----- Extracted records
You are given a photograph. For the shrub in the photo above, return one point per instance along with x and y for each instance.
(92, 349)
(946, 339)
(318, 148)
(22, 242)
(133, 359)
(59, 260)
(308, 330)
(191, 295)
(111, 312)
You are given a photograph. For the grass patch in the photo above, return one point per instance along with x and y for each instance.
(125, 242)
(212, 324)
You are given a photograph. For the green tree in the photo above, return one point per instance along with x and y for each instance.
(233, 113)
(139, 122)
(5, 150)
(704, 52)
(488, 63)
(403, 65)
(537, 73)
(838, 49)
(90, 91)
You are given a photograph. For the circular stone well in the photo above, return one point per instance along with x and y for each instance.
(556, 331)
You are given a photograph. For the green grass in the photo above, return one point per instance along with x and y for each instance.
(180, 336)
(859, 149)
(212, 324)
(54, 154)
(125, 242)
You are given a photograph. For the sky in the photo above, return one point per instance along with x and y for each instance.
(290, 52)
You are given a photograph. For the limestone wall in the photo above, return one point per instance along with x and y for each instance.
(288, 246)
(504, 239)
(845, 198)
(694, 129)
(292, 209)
----------
----- Extracted records
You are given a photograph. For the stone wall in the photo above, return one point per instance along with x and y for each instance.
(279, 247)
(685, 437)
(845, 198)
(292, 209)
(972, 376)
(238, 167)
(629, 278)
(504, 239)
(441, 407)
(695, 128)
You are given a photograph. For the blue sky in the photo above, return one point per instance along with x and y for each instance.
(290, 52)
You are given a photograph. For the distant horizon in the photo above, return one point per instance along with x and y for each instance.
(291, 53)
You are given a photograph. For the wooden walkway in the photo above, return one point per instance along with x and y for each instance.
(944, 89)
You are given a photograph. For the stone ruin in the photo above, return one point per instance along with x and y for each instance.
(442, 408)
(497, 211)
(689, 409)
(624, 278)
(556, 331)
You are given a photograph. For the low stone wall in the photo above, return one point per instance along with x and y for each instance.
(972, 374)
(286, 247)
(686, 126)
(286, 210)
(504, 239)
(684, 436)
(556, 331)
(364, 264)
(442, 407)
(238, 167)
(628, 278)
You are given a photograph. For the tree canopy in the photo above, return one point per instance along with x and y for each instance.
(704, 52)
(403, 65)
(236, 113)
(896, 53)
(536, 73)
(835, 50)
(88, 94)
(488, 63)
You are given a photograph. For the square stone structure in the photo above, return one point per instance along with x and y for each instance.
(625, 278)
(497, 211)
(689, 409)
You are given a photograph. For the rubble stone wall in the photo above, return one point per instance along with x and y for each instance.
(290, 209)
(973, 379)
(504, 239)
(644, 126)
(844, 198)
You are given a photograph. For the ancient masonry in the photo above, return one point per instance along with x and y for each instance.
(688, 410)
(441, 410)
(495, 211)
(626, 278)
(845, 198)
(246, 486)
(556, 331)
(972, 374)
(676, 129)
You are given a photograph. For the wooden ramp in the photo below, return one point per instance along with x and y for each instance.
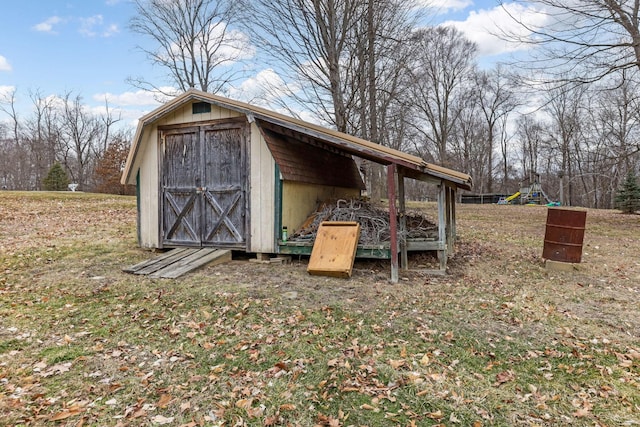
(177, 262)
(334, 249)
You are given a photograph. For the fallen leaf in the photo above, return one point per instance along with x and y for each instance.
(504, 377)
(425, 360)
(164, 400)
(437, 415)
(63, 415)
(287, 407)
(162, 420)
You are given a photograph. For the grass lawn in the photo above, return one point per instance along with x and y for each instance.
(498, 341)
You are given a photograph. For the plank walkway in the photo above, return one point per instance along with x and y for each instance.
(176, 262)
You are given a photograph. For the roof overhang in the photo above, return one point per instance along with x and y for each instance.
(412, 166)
----------
— Description of the task —
Please report every line of the entries above that contains the string "green". Case counts, so copy only lines that match it letter for letter.

— Task answer —
You are given a photograph. For the green tree in the photo above, return one point per instance along with x and y for each instance.
You are given a photograph. For the green grass in the photo above, return one point per instance along with x and y for each instance.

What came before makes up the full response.